EXERCISE PROMPT:
Would you quote the material below from its first line through the line containing "Target: boy in orange jersey", exactly and with both ends included?

========================================

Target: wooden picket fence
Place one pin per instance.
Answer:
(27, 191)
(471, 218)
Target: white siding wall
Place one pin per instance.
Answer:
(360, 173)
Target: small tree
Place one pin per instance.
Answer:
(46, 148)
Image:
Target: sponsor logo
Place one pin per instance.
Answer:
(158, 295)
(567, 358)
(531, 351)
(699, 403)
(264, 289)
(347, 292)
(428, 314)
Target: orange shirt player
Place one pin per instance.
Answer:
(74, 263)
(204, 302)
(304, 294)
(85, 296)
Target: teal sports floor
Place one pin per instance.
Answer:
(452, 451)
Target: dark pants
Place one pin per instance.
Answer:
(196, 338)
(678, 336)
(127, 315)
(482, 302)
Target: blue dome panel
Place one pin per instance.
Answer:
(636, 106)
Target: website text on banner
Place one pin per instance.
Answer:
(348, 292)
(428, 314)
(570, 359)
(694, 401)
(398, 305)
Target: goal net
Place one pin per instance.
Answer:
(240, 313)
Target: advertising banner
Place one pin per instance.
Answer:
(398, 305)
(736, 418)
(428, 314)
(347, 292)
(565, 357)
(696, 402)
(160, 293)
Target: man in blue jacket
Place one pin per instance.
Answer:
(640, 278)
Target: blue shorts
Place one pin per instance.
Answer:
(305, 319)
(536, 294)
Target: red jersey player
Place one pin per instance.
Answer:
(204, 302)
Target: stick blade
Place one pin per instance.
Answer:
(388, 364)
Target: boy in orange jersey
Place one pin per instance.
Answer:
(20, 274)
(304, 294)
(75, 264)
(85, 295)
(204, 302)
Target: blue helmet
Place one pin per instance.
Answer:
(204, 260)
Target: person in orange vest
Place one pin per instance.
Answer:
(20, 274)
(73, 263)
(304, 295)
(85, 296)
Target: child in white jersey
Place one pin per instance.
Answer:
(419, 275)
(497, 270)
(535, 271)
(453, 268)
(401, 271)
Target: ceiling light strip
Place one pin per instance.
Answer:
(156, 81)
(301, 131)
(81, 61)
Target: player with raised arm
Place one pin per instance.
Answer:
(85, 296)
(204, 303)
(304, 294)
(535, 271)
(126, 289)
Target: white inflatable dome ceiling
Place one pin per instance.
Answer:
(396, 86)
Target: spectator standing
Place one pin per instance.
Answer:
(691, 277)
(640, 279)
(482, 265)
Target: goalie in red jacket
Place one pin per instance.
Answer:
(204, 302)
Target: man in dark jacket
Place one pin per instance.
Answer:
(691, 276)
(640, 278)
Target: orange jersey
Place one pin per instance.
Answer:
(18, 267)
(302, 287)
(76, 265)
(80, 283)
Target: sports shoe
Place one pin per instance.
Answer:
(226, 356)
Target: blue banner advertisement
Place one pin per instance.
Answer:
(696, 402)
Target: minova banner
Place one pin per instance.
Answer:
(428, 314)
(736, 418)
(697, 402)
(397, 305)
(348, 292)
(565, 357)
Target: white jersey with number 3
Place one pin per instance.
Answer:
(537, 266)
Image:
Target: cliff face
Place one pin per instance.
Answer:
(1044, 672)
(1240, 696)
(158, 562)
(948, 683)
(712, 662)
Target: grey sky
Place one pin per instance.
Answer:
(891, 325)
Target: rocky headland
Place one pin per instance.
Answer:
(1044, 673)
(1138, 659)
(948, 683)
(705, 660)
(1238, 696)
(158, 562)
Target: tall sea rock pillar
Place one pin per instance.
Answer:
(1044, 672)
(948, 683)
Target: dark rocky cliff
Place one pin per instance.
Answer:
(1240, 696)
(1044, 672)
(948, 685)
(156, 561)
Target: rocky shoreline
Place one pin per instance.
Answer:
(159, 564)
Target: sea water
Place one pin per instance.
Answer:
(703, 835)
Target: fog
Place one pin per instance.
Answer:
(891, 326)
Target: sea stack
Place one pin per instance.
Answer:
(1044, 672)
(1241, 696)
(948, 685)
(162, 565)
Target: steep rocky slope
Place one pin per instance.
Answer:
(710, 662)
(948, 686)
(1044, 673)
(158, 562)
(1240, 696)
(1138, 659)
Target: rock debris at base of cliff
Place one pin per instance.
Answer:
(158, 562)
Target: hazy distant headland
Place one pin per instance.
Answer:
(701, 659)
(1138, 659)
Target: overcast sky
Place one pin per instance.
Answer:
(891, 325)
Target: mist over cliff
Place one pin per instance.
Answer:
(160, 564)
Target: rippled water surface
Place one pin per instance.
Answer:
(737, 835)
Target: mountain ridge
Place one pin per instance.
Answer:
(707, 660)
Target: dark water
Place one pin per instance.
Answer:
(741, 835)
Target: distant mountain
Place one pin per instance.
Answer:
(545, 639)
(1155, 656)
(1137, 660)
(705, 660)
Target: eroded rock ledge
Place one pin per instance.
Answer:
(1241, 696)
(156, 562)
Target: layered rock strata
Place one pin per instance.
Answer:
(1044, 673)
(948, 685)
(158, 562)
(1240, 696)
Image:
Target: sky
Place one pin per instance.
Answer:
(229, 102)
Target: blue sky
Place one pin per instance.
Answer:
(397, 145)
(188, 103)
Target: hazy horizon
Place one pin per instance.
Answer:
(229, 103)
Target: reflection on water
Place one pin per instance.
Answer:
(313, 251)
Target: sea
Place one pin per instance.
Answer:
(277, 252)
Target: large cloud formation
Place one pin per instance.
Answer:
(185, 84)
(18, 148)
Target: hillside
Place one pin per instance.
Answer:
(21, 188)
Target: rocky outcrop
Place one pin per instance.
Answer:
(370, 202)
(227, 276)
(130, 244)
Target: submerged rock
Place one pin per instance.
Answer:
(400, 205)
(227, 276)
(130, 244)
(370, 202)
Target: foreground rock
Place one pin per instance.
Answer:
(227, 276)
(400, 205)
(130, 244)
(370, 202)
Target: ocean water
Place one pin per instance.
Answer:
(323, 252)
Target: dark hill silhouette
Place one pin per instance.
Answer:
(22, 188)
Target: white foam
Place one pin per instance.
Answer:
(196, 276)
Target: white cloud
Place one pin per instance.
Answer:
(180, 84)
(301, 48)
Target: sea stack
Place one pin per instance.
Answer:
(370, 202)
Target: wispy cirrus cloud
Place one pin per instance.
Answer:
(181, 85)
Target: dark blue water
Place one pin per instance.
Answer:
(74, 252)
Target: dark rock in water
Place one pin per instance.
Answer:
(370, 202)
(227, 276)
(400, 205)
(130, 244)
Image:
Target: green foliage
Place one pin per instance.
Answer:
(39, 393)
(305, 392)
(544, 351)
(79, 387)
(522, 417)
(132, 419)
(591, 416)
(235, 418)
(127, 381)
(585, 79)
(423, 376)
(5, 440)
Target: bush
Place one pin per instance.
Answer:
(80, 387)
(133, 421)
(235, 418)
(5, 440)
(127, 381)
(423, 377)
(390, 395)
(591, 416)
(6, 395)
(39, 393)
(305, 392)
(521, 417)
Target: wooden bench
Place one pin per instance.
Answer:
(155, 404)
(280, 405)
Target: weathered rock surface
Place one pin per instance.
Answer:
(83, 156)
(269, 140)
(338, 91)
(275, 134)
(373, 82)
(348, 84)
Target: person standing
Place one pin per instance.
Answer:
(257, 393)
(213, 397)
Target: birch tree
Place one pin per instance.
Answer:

========================================

RESULT OF THIS EXERCISE:
Target: wooden picket fence
Place one pin per instance.
Answer:
(27, 191)
(471, 218)
Target: white siding wall
Place one pin per instance.
Answer:
(360, 173)
Target: small tree
Place one pin per instance.
Answer:
(46, 148)
Image:
Target: sponsor logo
Place one pin per instance.
Answer:
(158, 295)
(567, 358)
(531, 351)
(699, 403)
(264, 289)
(347, 292)
(428, 314)
Target: orange shirt player
Place one pin per instance.
Answer:
(74, 263)
(204, 302)
(304, 294)
(85, 296)
Target: teal sports floor
Place one pin per instance.
Answer:
(452, 451)
Target: dark pants
Place one pin per instance.
Answer:
(196, 338)
(678, 336)
(127, 315)
(482, 302)
Target: blue dome panel
Place one pin per instance.
Answer:
(636, 106)
Target: website text on banner
Place one pin per instance.
Answer:
(348, 292)
(428, 314)
(570, 359)
(694, 401)
(398, 305)
Target: goal net
Place one pin per instance.
Answer:
(240, 313)
Target: advertising banner
Place one pin per instance.
Answer:
(398, 305)
(736, 418)
(428, 314)
(347, 292)
(565, 357)
(696, 402)
(160, 293)
Target: man in blue jacket
Place one pin per instance.
Answer:
(640, 278)
Target: blue shorts
Place one pin per instance.
Answer:
(305, 319)
(536, 294)
Target: red jersey player
Place one pin per instance.
Answer:
(204, 302)
Target: stick blade
Place one pin per instance.
Answer:
(388, 364)
Target: boy in orange jersey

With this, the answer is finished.